[Required task 1] From the equity incentive plan excerpt below, list every term that the definitions section defines.

SALESFORCE.COM, INC.

AMENDED AND RESTATED 2013 EQUITY INCENTIVE PLAN

1.        PURPOSES OF THE PLAN. The purposes of this Plan are:

 

 

to attract and retain the best available personnel for positions of substantial responsibility,

 

 

to provide incentive to Employees, Directors and Consultants, and

 

 

to promote the success of the Company’s business.

The Plan permits the grant of Incentive Stock Options, Nonstatutory Stock Options, Restricted Stock, Restricted Stock Units, Stock Appreciation Rights, Performance Bonus Awards, Performance Units and Performance Shares.

2.        DEFINITIONS. As used herein, the following definitions will apply:

(a)        “Administrator” means the Board or any of its Committees as will be administering the Plan, in accordance with Section 4 of the Plan.

(b)        “Affiliate” means any corporation or any other entity (including, but not limited to, partnerships and joint ventures) controlling, controlled by, or under common control with the Company

(c)        “Applicable Laws” means the requirements relating to the administration of equity-based awards under U.S. state corporate laws, U.S. federal and state securities laws, the Code, any stock exchange or quotation system on which the Common Stock is listed or quoted and the applicable laws of any foreign country or jurisdiction where Awards are, or will be, granted under the Plan.

(d)        “Award” means, individually or collectively, a grant under the Plan of Options, Stock Appreciation Rights, Restricted Stock, Restricted Stock Units, Performance Bonus Awards, Performance Units or Performance Shares.

(e)        “Award Agreement” means the written or electronic agreement setting forth the terms and provisions applicable to each Award granted under the Plan. The Award Agreement is subject to the terms and conditions of the Plan.

[Supplied data]
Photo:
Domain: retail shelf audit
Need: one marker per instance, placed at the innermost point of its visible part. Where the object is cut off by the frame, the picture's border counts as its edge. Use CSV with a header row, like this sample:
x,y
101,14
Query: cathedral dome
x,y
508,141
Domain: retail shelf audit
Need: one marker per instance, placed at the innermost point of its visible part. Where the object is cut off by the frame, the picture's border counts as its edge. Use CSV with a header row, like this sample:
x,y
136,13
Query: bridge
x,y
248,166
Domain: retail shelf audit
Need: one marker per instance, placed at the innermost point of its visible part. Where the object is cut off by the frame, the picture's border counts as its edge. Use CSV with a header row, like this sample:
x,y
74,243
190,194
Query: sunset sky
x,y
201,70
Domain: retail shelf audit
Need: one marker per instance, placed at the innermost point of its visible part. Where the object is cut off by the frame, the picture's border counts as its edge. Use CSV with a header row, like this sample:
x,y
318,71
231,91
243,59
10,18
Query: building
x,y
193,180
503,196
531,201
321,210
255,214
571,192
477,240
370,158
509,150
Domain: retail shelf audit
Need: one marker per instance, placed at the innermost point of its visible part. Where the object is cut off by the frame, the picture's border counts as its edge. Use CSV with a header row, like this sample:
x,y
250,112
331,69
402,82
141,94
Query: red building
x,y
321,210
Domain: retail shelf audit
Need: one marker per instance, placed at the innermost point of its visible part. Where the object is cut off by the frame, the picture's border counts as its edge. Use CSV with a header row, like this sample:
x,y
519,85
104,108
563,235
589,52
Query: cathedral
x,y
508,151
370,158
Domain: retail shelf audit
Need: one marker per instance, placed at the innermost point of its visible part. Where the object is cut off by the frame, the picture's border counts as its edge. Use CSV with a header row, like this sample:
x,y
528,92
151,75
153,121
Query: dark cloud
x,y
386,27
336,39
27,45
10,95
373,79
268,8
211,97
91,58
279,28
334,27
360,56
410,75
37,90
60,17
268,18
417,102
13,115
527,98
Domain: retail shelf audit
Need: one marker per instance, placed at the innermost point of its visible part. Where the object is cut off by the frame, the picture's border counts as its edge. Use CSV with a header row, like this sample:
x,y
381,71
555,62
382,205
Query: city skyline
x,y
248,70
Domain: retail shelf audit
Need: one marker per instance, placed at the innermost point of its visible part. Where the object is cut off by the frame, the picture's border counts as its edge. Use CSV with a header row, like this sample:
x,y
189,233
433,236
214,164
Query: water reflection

[Required task 2] How many lines in the records above contain the word "Query"? Reply with the number only.

[Complete answer 1]
Administrator
Affiliate
Applicable Laws
Award
Award Agreement

[Complete answer 2] 9